- **Your instructions**:
Print the part of the lightning grounding message that starts with "Subject: Re: [TowerTalk]" and goes on through "and the impedance.", word for word.

Start of Provided text

Subject: Re: [TowerTalk] lightning effects was: Ground Radials Insulated or Not
From: Jim Lux <>
Date: Tue, 07 Dec 2004 13:56:06 -0800
List-post: <>
At 03:14 PM 12/7/2004 -0500, Gary Schafer wrote:
This thing is getting long and drifting off the subject of radials.

Just a few notes on the other stuff:

When I say don't pay too much attention to the NEC codes I am talking about what is and is not effective for the subject at hand.

When the ground tries to absorb a large amount of energy via a lightning rod there are eddy currents that are set up in the ground. That increases the inductance and the impedance.

Inductance and impedance stay the same. I'll buy induced currents (technically not, in this case, eddy currents, but still the same mechanism... current induced by changing magnetic fields). However, just like any other circuit, the medium doesn't change, it's electromagnetic properties don't change, etc.

When in the ground the energy wave travels much slower than it does in air.

Sure.. If the soil has an epsilon of 13 (much beloved by modelers as "average soil") then the propagation speed is about 28% of that in free space (why there's no real thing like a "tuned buried radial".. you probably don't know the ground properties well enough to tune it, and it's so lossy that something like "Q" doesn't really apply).

Current carrying capacity of rods:
The current carrying capacity of ground rods for a safety ground is irrelevant when discussing lightning.

Not totally irrelevant, especially since in many, many installations (and certainly ones that meet code) the ground is the same. Sure, it may have been installed to carry lightning, but the code requires it be interconnected with the "greenwire" ground.

Quality of lightning ground:
A lightning ground that is "good enough to keep a building from burning down" is not what we are talking about here.
A good lightning ground is one in which equipment is not damaged during a strike. That takes a little more than a "minimum requirement ground".

No ground you can make will save any equipment from a direct lightning strike. The best lightning ground in the world, with a resistance of 0.1 ohm will still rise to thousands of volts, and there's not a heck of a lot of equipment that will take that kind of overvoltage. What will save your equipment is good system design which limits the maximum differential voltage that your equipment will see. The IEEE Emerald book is full of stuff on grounding sensitive electronic equipment.

End of Provided text
Start of Supplied material

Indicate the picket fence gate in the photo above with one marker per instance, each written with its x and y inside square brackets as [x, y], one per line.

End of Supplied material

- **Answer below**:
Subject: Re: [TowerTalk] lightning effects was: Ground Radials Insulated or Not
From: Jim Lux <>
Date: Tue, 07 Dec 2004 13:56:06 -0800
List-post: <>
At 03:14 PM 12/7/2004 -0500, Gary Schafer wrote:
This thing is getting long and drifting off the subject of radials.

Just a few notes on the other stuff:

When I say don't pay too much attention to the NEC codes I am talking about what is and is not effective for the subject at hand.

When the ground tries to absorb a large amount of energy via a lightning rod there are eddy currents that are set up in the ground. That increases the inductance and the impedance.